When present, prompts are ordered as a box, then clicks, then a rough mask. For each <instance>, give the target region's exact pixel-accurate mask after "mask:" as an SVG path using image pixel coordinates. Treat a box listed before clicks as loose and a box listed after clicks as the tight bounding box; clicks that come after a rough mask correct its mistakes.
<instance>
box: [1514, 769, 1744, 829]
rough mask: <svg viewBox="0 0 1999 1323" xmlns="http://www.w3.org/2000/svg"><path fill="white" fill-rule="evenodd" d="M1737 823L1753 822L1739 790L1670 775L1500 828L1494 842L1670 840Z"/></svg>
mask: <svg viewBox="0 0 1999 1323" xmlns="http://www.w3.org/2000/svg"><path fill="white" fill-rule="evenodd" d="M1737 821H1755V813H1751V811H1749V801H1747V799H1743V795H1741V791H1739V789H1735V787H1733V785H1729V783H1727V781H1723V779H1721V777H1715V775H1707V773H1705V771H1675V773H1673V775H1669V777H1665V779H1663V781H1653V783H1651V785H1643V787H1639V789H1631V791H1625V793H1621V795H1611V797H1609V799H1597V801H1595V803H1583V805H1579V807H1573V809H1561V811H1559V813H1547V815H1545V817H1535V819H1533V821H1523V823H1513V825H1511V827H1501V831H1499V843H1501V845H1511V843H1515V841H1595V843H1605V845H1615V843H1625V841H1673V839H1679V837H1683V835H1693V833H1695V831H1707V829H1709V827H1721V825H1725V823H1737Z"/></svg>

┄┄┄┄┄┄┄┄┄┄┄┄┄┄┄┄┄┄┄┄

Your answer should consist of the material above, written out word for word.

Exercise answer —
When present, prompts are ordered as a box, then clicks, then a rough mask. For each <instance>, give the target region's exact pixel-accurate mask after "mask:" as an SVG path using image pixel coordinates. Treat a box listed before clicks as loose and a box listed after clicks as the tight bounding box; clicks that come after a rough mask correct its mistakes.
<instance>
box: [1514, 769, 1744, 829]
rough mask: <svg viewBox="0 0 1999 1323" xmlns="http://www.w3.org/2000/svg"><path fill="white" fill-rule="evenodd" d="M1737 823L1753 822L1739 790L1670 775L1500 828L1494 842L1670 840Z"/></svg>
mask: <svg viewBox="0 0 1999 1323" xmlns="http://www.w3.org/2000/svg"><path fill="white" fill-rule="evenodd" d="M1737 821H1755V813H1751V811H1749V801H1747V799H1743V795H1741V791H1739V789H1735V787H1733V785H1729V783H1727V781H1723V779H1721V777H1715V775H1707V773H1705V771H1675V773H1673V775H1669V777H1665V779H1663V781H1653V783H1651V785H1643V787H1639V789H1631V791H1625V793H1621V795H1611V797H1609V799H1597V801H1595V803H1583V805H1579V807H1573V809H1561V811H1559V813H1547V815H1545V817H1535V819H1533V821H1523V823H1513V825H1511V827H1501V831H1499V843H1501V845H1511V843H1515V841H1595V843H1605V845H1615V843H1625V841H1673V839H1679V837H1683V835H1693V833H1695V831H1707V829H1709V827H1721V825H1725V823H1737Z"/></svg>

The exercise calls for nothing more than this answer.